Records for this task:
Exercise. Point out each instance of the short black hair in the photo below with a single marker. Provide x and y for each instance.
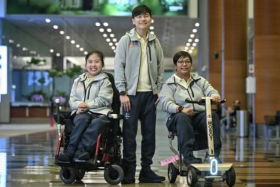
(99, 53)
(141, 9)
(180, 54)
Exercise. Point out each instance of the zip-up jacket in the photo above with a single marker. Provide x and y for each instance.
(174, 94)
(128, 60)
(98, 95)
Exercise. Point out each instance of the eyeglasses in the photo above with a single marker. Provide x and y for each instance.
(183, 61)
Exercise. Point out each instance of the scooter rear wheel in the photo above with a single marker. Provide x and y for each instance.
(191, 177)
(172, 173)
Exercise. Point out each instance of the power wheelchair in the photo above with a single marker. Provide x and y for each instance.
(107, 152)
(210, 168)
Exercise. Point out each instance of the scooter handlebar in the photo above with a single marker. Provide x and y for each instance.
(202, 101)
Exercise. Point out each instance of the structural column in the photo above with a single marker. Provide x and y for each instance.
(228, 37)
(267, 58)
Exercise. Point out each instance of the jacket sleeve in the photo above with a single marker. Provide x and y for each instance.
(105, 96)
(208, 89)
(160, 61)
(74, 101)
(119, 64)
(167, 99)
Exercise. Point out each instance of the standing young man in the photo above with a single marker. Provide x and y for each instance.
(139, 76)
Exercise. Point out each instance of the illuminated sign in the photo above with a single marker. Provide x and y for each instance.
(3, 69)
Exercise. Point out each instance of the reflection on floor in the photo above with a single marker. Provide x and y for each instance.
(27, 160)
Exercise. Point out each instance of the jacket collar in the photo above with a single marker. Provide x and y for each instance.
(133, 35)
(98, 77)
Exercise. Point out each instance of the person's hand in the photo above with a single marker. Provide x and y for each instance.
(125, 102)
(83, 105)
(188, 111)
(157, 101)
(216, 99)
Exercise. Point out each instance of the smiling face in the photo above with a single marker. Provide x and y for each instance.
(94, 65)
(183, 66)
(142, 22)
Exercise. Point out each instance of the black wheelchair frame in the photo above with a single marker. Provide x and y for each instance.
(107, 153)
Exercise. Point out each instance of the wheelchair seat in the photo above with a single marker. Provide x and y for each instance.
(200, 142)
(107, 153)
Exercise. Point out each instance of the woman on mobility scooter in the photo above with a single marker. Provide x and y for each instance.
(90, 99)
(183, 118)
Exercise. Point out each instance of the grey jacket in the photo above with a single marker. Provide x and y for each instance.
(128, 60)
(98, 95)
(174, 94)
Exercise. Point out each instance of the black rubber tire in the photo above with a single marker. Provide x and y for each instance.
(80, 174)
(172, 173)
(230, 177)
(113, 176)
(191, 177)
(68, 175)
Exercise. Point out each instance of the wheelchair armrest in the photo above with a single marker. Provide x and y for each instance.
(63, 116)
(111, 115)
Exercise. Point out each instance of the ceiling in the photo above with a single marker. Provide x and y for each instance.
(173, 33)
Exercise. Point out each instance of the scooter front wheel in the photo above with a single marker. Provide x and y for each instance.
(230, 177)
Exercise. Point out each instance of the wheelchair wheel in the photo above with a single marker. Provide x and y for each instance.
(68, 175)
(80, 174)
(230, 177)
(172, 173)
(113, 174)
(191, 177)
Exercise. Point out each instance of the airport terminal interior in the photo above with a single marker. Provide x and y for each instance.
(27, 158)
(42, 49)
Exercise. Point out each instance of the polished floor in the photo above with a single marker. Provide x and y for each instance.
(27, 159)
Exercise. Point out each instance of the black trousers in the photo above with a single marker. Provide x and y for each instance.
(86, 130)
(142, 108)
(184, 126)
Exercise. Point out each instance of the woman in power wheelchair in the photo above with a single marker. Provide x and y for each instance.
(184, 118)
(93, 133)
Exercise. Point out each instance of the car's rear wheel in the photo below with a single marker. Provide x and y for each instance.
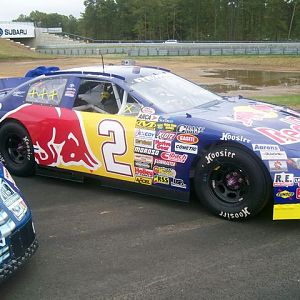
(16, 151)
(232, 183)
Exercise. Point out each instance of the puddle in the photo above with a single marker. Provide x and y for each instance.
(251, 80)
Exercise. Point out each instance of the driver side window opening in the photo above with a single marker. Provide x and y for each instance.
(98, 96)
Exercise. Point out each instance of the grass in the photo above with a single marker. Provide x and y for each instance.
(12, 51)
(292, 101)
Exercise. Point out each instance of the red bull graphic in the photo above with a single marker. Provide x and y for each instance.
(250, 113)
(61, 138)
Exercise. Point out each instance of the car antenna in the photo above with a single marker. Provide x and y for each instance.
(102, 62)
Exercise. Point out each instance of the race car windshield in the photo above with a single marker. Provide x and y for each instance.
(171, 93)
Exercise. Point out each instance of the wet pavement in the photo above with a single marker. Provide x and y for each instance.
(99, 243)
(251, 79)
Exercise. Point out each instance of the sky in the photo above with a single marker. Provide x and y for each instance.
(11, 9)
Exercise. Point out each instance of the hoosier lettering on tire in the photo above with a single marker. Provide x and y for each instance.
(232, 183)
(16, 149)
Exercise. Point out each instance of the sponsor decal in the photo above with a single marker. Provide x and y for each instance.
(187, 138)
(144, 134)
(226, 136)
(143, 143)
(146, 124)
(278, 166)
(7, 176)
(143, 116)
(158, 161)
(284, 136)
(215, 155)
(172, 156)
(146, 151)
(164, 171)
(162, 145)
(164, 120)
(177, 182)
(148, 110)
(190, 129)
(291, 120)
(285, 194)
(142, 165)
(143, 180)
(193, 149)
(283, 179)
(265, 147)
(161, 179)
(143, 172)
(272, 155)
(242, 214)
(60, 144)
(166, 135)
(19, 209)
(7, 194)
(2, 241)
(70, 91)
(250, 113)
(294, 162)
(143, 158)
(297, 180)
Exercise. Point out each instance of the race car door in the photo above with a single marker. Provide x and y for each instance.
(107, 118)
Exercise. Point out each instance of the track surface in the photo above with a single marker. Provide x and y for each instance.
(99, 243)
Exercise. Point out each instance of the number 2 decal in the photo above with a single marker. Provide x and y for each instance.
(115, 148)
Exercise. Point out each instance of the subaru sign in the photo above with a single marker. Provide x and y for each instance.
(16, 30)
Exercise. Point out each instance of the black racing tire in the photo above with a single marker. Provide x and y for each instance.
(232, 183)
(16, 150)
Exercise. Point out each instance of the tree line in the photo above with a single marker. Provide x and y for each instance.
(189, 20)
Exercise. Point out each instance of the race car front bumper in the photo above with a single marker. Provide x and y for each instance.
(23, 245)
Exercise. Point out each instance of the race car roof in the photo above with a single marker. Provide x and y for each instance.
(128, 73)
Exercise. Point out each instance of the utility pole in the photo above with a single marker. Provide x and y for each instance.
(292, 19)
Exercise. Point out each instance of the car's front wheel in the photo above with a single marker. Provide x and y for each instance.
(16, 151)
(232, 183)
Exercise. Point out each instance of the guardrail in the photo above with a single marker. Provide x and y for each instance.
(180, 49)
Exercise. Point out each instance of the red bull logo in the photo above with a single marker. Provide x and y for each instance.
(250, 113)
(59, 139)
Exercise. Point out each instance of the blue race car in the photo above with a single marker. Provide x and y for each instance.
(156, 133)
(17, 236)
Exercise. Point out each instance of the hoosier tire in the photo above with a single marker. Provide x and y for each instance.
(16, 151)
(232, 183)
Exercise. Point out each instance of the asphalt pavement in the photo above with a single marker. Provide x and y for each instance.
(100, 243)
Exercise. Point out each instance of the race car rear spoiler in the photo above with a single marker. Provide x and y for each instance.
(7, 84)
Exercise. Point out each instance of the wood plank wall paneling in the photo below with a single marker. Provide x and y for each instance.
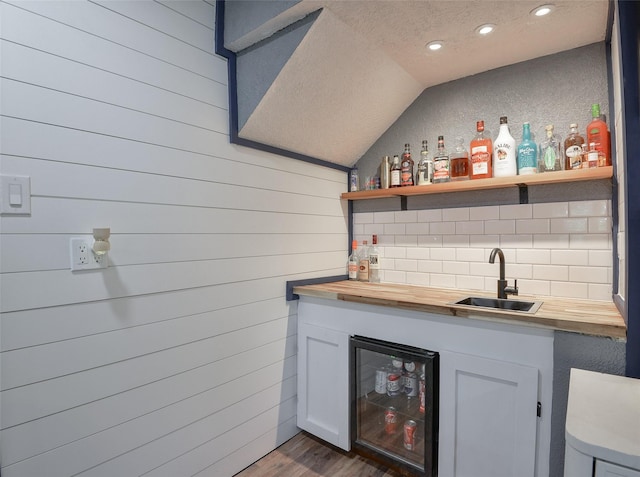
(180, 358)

Exercise objective: Transcribe the full listing exactly, but keep every image out of it.

Written answer:
Exercise. Point out each instance of the short black hair in the photo below with a single marker. Provide x and y for each instance.
(99, 53)
(141, 9)
(180, 54)
Exercise. Point out each instance of the zip-up jacket in the photo above with a single marker. Provide x and y for each instance.
(174, 94)
(128, 60)
(98, 95)
Exercise. Point out each instance of the eyeglasses in the photo above with a single marker. Provide x and y for each instance.
(183, 61)
Exercise. Point out each instance of the scooter rear wheel in the photo above with a single marker. Provide x and y for each instance.
(191, 177)
(172, 173)
Exercise. Point out each instance of the power wheelchair in the photo above with a single marker. Provide x and y for each instance.
(107, 152)
(210, 168)
Exercise. Point out each instance of the scooter handlebar in the photo above with a single marker. Provide x and y for each instance.
(202, 101)
Exercise. Point out each instance of the structural column in the photo above with a single marker. Provide x and y for each instance.
(228, 37)
(267, 58)
Exercise. Point out each instance of the jacket sleeve in the photo above with a single marker. Provide x and y for each instance.
(105, 96)
(208, 89)
(160, 61)
(74, 101)
(119, 64)
(167, 99)
Exercise. Point out each instance of the standing young man in the photo above with a single marker. Provide x and y for each instance.
(139, 76)
Exercise. Point out each instance of the illuminated sign in the photo above with a single marker. Provide x and y for each instance.
(3, 69)
Exercise. Point out each instance of the reflection on floor in the photo above with a single marker. Provide x and y for each instance.
(27, 160)
Exercise. Point out each instance of the jacket collar in the photo above with a single marker. Provide x and y for each instance.
(133, 35)
(98, 77)
Exercise. Point out each instance of the person's hand in the photo above with a single marker. Provide x and y for each instance.
(125, 102)
(83, 105)
(188, 111)
(157, 101)
(216, 99)
Exercise. Point out each instance of the smiling face in the photo above with a single marker. Provide x and y for each instance.
(94, 65)
(183, 66)
(142, 22)
Exercise. Point out each instance of the black wheelchair frame in the photo above with a single marker. Provide x and y for each instance.
(107, 153)
Exercise. Point out each instance of the wheelchair seat in the photo above with a single marker. Provide x and y for each instance.
(200, 142)
(107, 153)
Exercise. Point out each instance of the woman on mobility scooter in the photo above with a single marker. Provide x and y for each instance.
(90, 99)
(183, 118)
Exercise. Point out each instance of the grey jacket in the photo above with a single marker. Provide x and y for each instance.
(128, 60)
(98, 95)
(174, 94)
Exercise. Point out each instance of the black rubber tire in the photo above with a single marker. Provide x and y for each instance.
(80, 174)
(172, 173)
(230, 177)
(113, 176)
(191, 177)
(68, 175)
Exercise. Point out each instance of the wheelchair armrest in the photo above with a single marker. Provide x and y for each instance.
(63, 116)
(111, 115)
Exercise. Point out each instance of the ceiling in the photo above with a single marker. Provide x and y for each instance.
(173, 33)
Exercise. Point out each instance of the scooter front wheel in the photo above with a single marker. Provide x and y for each instance.
(230, 177)
Exercise. Point out each instance of the wheelchair wheel in the photo above with a single marker. Provide x and y for each instance.
(68, 175)
(80, 174)
(230, 177)
(172, 173)
(113, 174)
(191, 177)
Exercise. Point out each instance of the airport terminal interior in the photo above with a single marker. Provide x and y for each instance.
(27, 158)
(42, 49)
Exercise. Point out each instance of the polished floor in the photo above with a single marker. Provide x and y for each instance.
(27, 159)
Exercise. Point out each instance of the black trousers in the photo above with a single marker. Provide x and y for each instance.
(86, 130)
(142, 108)
(184, 126)
Exercise. Point out each instance of the woman in power wheelchair in the photo above with a single marker. Provide x and y for each instance.
(184, 118)
(93, 133)
Exercise. Point out each instance of the car's rear wheel in the photo below with a single marker. Provide x and y for each instance.
(16, 151)
(232, 183)
Exercise. Point out each instance of the puddle in the photo above with a single marker. Provide x and y for each instance.
(251, 80)
Exercise. Point out each instance of the driver side window opening in the photo above with a single marker. Provide x and y for each instance.
(98, 96)
Exercise. Point out each instance of the grass in the photo above with a single marker. Provide x and y for each instance.
(12, 51)
(292, 101)
Exercise. Point out each instance of the red bull graphic in the photo above with a single marker. Provide x and y for each instance.
(250, 113)
(61, 138)
Exercise. Point out each instance of the car antenna in the photo above with a single marker. Provide x and y for each instance.
(102, 62)
Exercise. Point out each instance of the race car windshield in the photo above with a single marker. Provide x and y for each instance.
(171, 93)
Exercise. Point out each instance of the wet pavement in the photo above with a single marker. Provide x and y for each instance.
(99, 243)
(251, 79)
Exercise. Point out each instance of the sky in the photo above with a single marker. Provide x and y for each instance.
(11, 9)
Exercise. Point out each instance of the hoosier lettering on tire in the photo above with a single marker. Provide x and y for each instance.
(232, 183)
(16, 149)
Exercise. Point out each instance of the sponsor decal in the photo above with a single marker. Provide x and y for each instance.
(187, 138)
(144, 134)
(226, 136)
(143, 143)
(146, 124)
(278, 166)
(7, 176)
(143, 116)
(158, 161)
(284, 136)
(215, 155)
(172, 156)
(146, 151)
(164, 171)
(162, 145)
(164, 120)
(177, 182)
(148, 110)
(190, 129)
(291, 120)
(285, 194)
(142, 165)
(143, 180)
(193, 149)
(283, 179)
(265, 147)
(161, 179)
(143, 172)
(272, 155)
(242, 214)
(60, 144)
(166, 135)
(19, 209)
(7, 194)
(2, 241)
(70, 91)
(250, 113)
(294, 162)
(143, 158)
(297, 180)
Exercise. Point out each instance of the race car door in the photo above with a single marker. Provide x and y for each instance.
(107, 118)
Exercise. Point out each instance of the track surface in the photo above with a single marker. Provide x and y for each instance.
(99, 243)
Exercise. Point out each instance of the number 2 decal in the photo above with a single marker. Provide x and y for each instance.
(115, 148)
Exercise. Point out each instance of the subaru sign in the photo above with a single marker. Provide x and y for each instance.
(16, 30)
Exercise. Point out each instance of the black racing tire in the photo above with a single marker. Provide x and y for each instance.
(232, 183)
(16, 150)
Exercise. Point out each instance of the tree line in the photo above with a single marker. Provide x and y for each instance.
(189, 20)
Exercise. Point out each instance of the race car front bumper in the photo above with a single marker. Provide x and y for each instance.
(23, 245)
Exercise. Point out each instance of the race car roof in the photo above with a single marker. Provide x and y for each instance.
(128, 73)
Exercise. Point out each instance of the utility pole in the photo above with a single marker. Provide x and y for each instance.
(292, 19)
Exercise. Point out each instance of the car's front wheel in the photo above with a single marker. Provide x and y for each instance.
(16, 151)
(232, 183)
Exercise. Point out each instance of the guardrail in the photo above with a single marker. Provide x and y for each instance.
(180, 49)
Exercise. Point out each instance of the red bull logo in the photo above with a single marker. Provide x and y for each instance.
(250, 113)
(59, 139)
Exercise. Point out each instance of the blue race car in the photo above with a single marker. Provide x and y for each instance.
(156, 133)
(17, 236)
Exercise. Point out each instance of the hoosier tire in the photo above with a single marker. Provide x and y for each instance.
(16, 151)
(232, 183)
Exercise. Point out each instance of the asphalt pavement in the photo above with a single marker. Provide x and y for each instance.
(100, 243)
Exercise. Point out each instance of the race car rear spoiler in the photo above with a single marker. Provide x and y for each instance.
(7, 84)
Exercise. Point out each instance of the wood plank wall paneling in the photo below with a single marker. Provide x and y for each instance.
(180, 358)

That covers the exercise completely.